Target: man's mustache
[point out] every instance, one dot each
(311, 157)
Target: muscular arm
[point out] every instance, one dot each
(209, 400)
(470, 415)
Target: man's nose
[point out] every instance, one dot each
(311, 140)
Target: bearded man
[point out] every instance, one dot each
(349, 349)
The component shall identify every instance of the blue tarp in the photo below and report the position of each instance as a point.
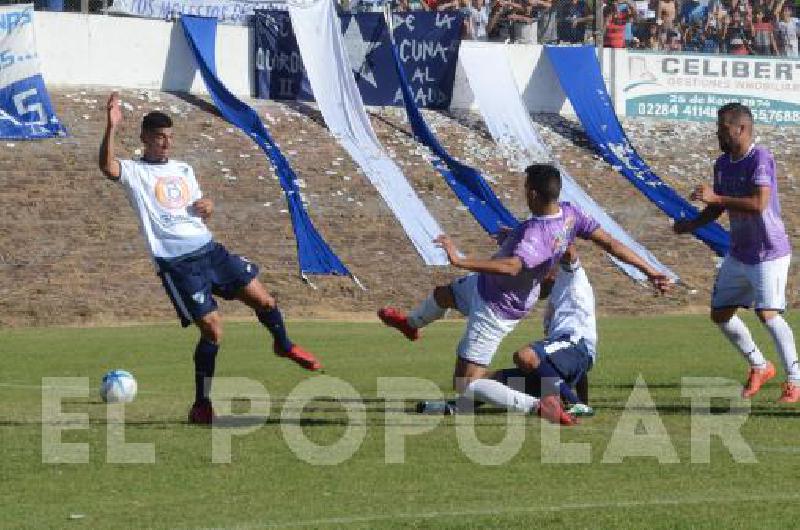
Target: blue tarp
(466, 182)
(581, 80)
(26, 112)
(314, 254)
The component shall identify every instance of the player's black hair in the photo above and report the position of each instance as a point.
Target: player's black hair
(736, 110)
(156, 120)
(545, 180)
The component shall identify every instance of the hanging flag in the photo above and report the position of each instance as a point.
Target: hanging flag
(314, 254)
(581, 80)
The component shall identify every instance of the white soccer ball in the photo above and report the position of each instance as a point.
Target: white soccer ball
(118, 386)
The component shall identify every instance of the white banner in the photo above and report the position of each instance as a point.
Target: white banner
(225, 11)
(319, 38)
(693, 87)
(25, 109)
(507, 119)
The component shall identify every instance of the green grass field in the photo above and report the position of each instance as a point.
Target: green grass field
(267, 485)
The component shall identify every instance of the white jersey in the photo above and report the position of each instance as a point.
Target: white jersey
(162, 195)
(570, 307)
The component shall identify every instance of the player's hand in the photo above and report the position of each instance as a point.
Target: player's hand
(449, 247)
(113, 110)
(661, 282)
(683, 226)
(526, 360)
(502, 234)
(705, 193)
(203, 208)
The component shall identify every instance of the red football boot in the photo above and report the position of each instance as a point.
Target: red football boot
(298, 355)
(201, 413)
(550, 409)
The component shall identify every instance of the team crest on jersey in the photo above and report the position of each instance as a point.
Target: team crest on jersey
(561, 238)
(172, 192)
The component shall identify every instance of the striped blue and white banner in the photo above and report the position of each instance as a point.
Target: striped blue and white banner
(25, 108)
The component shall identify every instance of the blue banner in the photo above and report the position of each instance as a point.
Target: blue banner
(581, 80)
(427, 43)
(25, 108)
(314, 254)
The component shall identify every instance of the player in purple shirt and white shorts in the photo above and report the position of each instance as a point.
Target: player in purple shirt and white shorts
(504, 288)
(754, 272)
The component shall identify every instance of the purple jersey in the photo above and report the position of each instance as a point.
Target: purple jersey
(539, 242)
(755, 237)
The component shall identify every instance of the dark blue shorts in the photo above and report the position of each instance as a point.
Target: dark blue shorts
(192, 281)
(570, 359)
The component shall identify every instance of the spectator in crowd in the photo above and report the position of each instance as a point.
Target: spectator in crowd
(547, 16)
(476, 19)
(786, 31)
(439, 5)
(764, 33)
(573, 18)
(665, 13)
(509, 20)
(616, 16)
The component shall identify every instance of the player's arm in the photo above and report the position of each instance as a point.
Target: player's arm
(603, 239)
(755, 203)
(510, 266)
(203, 208)
(709, 214)
(109, 164)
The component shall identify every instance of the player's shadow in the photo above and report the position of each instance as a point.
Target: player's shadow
(195, 101)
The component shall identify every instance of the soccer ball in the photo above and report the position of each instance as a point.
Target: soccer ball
(118, 386)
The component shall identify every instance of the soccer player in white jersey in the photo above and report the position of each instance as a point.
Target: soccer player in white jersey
(754, 271)
(193, 267)
(507, 285)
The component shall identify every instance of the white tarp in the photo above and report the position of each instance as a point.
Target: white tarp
(316, 27)
(507, 119)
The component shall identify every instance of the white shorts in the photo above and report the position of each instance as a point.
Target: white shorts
(485, 330)
(761, 286)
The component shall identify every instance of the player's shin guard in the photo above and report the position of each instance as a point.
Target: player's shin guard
(425, 313)
(205, 359)
(553, 383)
(737, 333)
(784, 342)
(273, 321)
(498, 394)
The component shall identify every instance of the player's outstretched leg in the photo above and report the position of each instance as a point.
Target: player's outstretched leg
(256, 296)
(431, 309)
(734, 328)
(783, 337)
(205, 356)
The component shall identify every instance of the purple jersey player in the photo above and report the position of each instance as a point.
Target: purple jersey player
(754, 273)
(503, 288)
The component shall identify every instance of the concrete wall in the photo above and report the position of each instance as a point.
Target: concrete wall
(83, 50)
(91, 50)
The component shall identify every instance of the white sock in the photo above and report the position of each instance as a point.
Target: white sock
(425, 313)
(737, 332)
(499, 395)
(784, 343)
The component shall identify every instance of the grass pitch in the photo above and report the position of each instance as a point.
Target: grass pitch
(439, 484)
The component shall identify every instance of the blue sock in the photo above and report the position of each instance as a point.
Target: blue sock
(555, 383)
(273, 320)
(205, 358)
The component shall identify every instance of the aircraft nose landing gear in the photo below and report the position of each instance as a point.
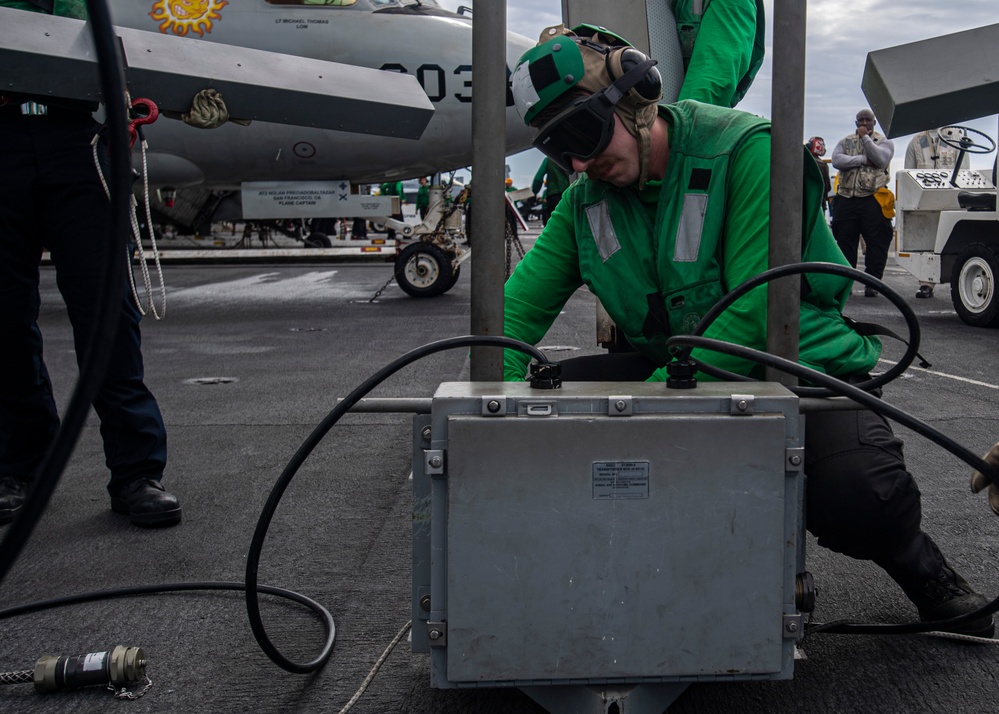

══════

Which lines in the material above contain the string "below", counting case? Show each such line in full.

The component shall identify every instance of the blue tarp in the photo below and report the position of each instance as a point.
The component shall identify every instance of the aircraft nose landing gear in the photo below and report the position of each instance as a point.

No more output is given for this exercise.